*WHAT THE EXERCISE ASKS:* Convert the listing below, from the line containing "Where can the rubble" through its final line, inclusive, into a Markdown table with the columns Row and Line. Number each row and leave out blank lines.

*INFORMATION SHOWN:*
————

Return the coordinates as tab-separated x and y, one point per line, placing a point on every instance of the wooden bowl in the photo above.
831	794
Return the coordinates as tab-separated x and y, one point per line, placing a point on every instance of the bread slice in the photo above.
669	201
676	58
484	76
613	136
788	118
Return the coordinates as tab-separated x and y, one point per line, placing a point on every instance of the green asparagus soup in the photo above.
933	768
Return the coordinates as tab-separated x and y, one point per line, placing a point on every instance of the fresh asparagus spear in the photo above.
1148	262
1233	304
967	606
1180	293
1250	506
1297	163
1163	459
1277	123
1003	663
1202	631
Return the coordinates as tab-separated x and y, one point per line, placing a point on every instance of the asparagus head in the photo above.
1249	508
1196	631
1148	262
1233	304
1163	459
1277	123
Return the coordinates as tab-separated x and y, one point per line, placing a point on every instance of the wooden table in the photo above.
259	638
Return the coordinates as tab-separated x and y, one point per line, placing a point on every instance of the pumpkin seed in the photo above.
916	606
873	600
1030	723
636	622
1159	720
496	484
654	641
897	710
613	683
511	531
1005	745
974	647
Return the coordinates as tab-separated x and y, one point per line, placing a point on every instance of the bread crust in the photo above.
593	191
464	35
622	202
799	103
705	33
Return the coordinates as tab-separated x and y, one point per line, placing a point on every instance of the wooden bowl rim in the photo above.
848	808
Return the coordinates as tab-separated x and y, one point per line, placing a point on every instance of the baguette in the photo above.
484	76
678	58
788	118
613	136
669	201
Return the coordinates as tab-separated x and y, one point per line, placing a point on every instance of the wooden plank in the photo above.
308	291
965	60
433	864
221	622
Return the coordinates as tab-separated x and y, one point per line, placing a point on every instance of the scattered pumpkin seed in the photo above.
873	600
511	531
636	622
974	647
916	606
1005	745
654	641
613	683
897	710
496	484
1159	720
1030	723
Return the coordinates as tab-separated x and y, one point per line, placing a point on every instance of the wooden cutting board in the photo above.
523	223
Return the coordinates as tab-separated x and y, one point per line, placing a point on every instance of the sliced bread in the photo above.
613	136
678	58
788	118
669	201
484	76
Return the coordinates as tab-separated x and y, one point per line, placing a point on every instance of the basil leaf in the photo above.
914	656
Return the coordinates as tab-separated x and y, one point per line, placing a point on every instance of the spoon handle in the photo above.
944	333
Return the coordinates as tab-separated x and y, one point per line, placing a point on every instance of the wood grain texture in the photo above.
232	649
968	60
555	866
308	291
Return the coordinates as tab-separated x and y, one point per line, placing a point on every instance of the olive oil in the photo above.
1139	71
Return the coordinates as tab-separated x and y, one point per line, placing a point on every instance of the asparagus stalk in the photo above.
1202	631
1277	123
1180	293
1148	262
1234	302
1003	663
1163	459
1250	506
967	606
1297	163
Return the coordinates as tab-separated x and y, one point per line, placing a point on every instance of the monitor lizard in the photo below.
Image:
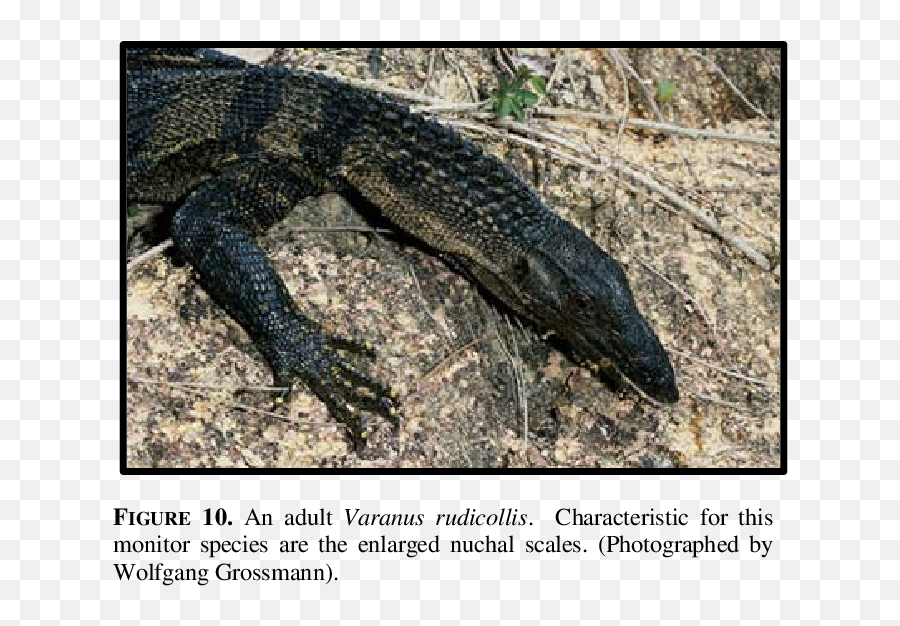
234	147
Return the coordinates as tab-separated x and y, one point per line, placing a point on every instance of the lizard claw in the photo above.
338	382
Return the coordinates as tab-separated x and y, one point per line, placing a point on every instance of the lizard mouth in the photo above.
649	372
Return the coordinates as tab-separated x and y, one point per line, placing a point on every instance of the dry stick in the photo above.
730	405
731	84
528	142
617	58
446	360
616	157
700	217
205	385
713	366
684	294
515	361
450	60
431	56
506	61
659	116
437	104
693	133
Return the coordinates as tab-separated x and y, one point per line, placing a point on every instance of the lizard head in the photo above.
576	289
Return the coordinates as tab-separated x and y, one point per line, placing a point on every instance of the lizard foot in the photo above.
338	382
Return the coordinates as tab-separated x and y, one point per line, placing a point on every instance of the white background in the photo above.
835	556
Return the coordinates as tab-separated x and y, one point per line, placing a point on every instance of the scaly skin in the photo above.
236	147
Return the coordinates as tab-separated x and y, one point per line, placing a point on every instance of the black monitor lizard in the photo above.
237	146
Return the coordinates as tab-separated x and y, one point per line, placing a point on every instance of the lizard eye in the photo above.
579	303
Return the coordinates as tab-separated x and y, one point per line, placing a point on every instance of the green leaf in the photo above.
665	89
526	98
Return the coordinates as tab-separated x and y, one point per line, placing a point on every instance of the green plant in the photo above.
665	89
514	96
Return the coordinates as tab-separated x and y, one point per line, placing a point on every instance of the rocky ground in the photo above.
477	387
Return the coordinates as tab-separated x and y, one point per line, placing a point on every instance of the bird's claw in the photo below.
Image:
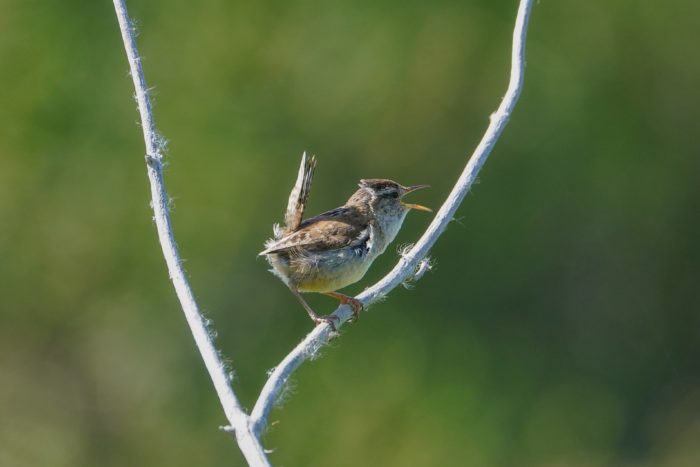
356	306
328	319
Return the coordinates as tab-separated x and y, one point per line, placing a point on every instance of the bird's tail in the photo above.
300	194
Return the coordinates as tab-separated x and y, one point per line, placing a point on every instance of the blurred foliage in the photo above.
560	328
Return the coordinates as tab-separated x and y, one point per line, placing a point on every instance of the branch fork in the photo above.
247	428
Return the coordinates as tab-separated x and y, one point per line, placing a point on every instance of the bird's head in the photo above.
388	194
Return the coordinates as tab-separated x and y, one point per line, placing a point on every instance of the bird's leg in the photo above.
354	303
317	319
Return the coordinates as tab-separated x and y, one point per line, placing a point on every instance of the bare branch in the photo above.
409	261
239	421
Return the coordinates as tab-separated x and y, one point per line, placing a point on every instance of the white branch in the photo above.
408	262
239	421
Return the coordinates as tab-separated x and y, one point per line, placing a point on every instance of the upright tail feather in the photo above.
300	194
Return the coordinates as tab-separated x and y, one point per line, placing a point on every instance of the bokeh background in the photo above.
560	327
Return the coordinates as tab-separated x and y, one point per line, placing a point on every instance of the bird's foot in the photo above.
353	303
328	319
356	306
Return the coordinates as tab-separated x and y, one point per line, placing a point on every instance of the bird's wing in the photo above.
300	194
331	230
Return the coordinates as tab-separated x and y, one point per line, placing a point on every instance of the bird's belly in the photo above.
325	272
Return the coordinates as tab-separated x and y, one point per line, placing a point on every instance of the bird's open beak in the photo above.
418	207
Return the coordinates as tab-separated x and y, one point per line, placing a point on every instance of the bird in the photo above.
336	248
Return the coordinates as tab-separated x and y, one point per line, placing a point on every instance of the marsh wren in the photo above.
334	249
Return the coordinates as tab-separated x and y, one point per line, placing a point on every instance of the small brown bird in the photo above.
334	249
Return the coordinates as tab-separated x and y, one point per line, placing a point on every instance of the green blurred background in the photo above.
560	327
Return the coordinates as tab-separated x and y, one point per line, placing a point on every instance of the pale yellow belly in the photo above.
333	279
322	273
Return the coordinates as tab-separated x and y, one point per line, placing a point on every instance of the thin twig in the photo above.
408	262
248	442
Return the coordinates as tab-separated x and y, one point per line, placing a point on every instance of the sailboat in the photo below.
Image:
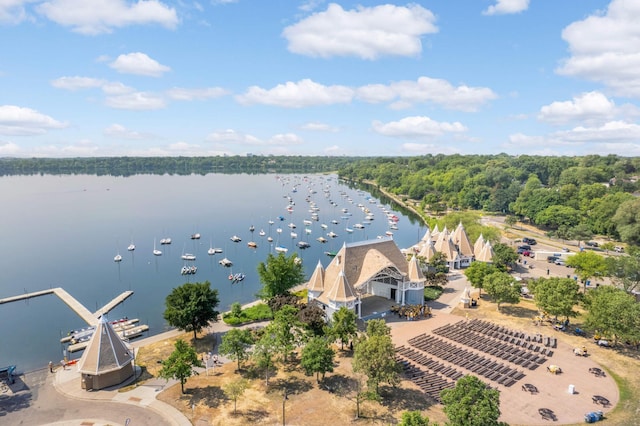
156	252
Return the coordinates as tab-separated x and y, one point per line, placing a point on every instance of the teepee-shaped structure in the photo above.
106	361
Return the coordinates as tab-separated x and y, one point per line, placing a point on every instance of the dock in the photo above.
78	308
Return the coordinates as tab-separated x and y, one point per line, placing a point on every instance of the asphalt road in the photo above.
38	403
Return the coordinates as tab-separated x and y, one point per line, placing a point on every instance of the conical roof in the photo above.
478	246
486	255
341	291
415	272
461	239
316	283
428	250
105	352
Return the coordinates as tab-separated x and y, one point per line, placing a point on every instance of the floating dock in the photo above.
78	308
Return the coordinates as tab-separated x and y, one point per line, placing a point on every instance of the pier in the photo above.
78	308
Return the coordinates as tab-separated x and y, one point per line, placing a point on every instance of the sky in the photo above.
87	78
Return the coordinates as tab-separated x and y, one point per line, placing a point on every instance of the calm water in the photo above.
63	231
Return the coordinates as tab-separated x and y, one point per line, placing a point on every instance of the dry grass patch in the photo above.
621	363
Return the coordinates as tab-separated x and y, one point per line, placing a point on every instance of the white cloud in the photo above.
425	89
182	94
119	131
136	101
102	16
366	32
77	83
605	47
506	7
588	107
13	11
417	127
297	95
9	149
15	120
318	127
139	64
230	135
284	139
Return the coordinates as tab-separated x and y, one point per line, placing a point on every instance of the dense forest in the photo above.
569	197
129	166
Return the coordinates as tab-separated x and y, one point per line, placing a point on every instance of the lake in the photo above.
64	231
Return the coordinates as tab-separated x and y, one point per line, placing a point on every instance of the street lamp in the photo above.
284	400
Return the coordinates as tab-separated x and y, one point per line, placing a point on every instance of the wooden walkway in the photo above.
79	308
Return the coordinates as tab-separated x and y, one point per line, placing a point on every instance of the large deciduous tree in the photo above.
235	344
180	364
588	265
476	272
279	274
556	296
192	306
614	313
317	357
471	403
374	356
502	288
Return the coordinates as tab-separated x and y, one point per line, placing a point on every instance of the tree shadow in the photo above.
293	385
211	396
518	311
398	399
339	384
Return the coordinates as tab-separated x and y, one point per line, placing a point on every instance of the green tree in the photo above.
286	330
627	221
476	272
502	288
414	418
263	353
279	274
504	256
374	356
317	357
588	265
471	403
235	389
236	344
192	306
614	313
344	326
556	296
378	327
180	364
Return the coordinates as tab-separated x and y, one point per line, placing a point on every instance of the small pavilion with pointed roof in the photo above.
375	267
106	361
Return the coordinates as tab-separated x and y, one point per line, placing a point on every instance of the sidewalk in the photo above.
67	383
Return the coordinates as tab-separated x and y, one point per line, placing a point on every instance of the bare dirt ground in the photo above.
333	401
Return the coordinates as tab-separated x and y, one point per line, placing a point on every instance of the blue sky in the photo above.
314	77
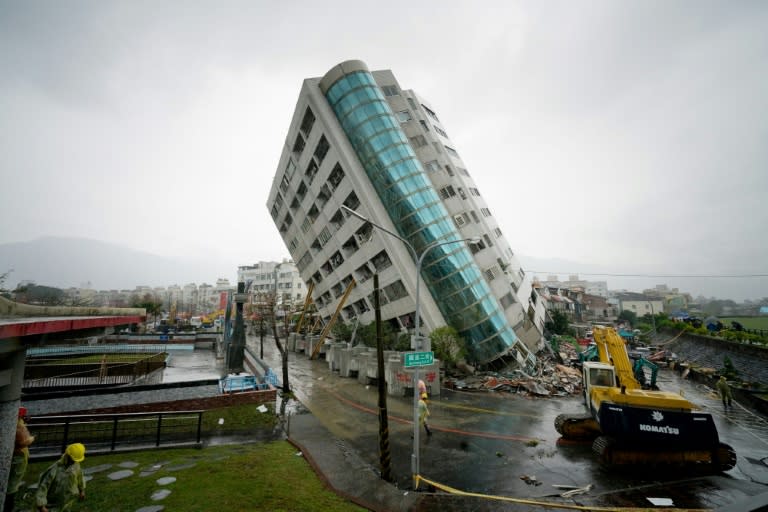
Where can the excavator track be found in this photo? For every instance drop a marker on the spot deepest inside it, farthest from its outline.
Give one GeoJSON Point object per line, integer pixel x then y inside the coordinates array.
{"type": "Point", "coordinates": [577, 426]}
{"type": "Point", "coordinates": [613, 455]}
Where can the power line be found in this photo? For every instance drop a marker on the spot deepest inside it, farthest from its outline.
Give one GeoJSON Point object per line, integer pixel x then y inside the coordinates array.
{"type": "Point", "coordinates": [707, 276]}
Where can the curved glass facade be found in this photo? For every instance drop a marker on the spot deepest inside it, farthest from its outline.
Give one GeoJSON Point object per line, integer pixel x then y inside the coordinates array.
{"type": "Point", "coordinates": [448, 271]}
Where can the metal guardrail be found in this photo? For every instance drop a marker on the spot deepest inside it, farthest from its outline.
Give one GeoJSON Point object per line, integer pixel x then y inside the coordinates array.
{"type": "Point", "coordinates": [111, 432]}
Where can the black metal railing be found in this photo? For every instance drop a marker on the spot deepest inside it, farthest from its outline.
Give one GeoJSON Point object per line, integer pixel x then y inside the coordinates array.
{"type": "Point", "coordinates": [112, 432]}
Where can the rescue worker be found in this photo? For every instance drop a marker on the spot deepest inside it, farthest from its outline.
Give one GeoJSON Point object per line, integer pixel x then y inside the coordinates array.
{"type": "Point", "coordinates": [19, 461]}
{"type": "Point", "coordinates": [725, 392]}
{"type": "Point", "coordinates": [62, 483]}
{"type": "Point", "coordinates": [424, 413]}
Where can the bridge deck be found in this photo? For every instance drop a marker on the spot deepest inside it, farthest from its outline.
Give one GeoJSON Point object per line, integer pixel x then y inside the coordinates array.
{"type": "Point", "coordinates": [16, 327]}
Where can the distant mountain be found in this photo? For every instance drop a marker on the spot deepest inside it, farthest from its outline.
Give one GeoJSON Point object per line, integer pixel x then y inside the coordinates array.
{"type": "Point", "coordinates": [73, 262]}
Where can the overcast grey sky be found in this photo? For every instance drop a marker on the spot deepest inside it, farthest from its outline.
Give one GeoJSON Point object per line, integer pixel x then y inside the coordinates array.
{"type": "Point", "coordinates": [630, 135]}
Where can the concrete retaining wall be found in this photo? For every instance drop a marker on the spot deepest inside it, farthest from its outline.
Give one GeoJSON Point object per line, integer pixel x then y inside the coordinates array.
{"type": "Point", "coordinates": [225, 400]}
{"type": "Point", "coordinates": [360, 363]}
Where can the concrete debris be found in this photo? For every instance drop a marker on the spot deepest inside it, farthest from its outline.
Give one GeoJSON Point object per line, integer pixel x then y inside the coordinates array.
{"type": "Point", "coordinates": [530, 480]}
{"type": "Point", "coordinates": [550, 379]}
{"type": "Point", "coordinates": [580, 490]}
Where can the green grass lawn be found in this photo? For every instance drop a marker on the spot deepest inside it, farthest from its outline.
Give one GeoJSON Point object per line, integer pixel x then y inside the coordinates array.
{"type": "Point", "coordinates": [750, 322]}
{"type": "Point", "coordinates": [244, 477]}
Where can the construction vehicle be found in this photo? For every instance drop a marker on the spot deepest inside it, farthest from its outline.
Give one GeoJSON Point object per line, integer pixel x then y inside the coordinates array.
{"type": "Point", "coordinates": [635, 427]}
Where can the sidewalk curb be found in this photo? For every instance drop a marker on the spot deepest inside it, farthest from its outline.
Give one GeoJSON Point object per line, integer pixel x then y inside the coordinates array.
{"type": "Point", "coordinates": [308, 457]}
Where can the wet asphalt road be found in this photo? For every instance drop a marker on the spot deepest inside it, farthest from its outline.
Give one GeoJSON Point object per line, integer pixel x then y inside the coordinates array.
{"type": "Point", "coordinates": [489, 443]}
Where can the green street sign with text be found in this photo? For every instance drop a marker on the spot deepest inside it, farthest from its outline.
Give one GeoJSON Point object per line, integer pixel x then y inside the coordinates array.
{"type": "Point", "coordinates": [419, 359]}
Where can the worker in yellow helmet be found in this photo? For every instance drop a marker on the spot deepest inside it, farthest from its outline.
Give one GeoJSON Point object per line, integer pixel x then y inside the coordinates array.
{"type": "Point", "coordinates": [19, 461]}
{"type": "Point", "coordinates": [62, 483]}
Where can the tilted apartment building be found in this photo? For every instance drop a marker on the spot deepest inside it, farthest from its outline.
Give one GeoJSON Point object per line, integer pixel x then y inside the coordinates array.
{"type": "Point", "coordinates": [358, 139]}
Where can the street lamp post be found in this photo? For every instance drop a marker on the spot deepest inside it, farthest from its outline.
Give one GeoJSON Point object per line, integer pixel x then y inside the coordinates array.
{"type": "Point", "coordinates": [653, 319]}
{"type": "Point", "coordinates": [416, 340]}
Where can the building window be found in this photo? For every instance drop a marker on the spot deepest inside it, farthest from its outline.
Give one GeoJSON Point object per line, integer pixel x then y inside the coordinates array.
{"type": "Point", "coordinates": [403, 116]}
{"type": "Point", "coordinates": [381, 261]}
{"type": "Point", "coordinates": [324, 236]}
{"type": "Point", "coordinates": [382, 299]}
{"type": "Point", "coordinates": [307, 122]}
{"type": "Point", "coordinates": [477, 247]}
{"type": "Point", "coordinates": [395, 291]}
{"type": "Point", "coordinates": [311, 171]}
{"type": "Point", "coordinates": [430, 113]}
{"type": "Point", "coordinates": [298, 146]}
{"type": "Point", "coordinates": [352, 202]}
{"type": "Point", "coordinates": [447, 192]}
{"type": "Point", "coordinates": [304, 261]}
{"type": "Point", "coordinates": [337, 174]}
{"type": "Point", "coordinates": [390, 90]}
{"type": "Point", "coordinates": [507, 300]}
{"type": "Point", "coordinates": [321, 149]}
{"type": "Point", "coordinates": [290, 167]}
{"type": "Point", "coordinates": [302, 190]}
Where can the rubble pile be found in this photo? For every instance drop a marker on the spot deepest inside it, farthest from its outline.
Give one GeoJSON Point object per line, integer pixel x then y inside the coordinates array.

————

*WRITTEN REPLY:*
| Row | Line |
|---|---|
| 1 | Where can the rubble pile be found in this photo? For every instance drop a marker on the spot deepest inside it, farthest from its outline. |
| 2 | Give one GeoJSON Point object per line, integer pixel x then y inside the coordinates array. |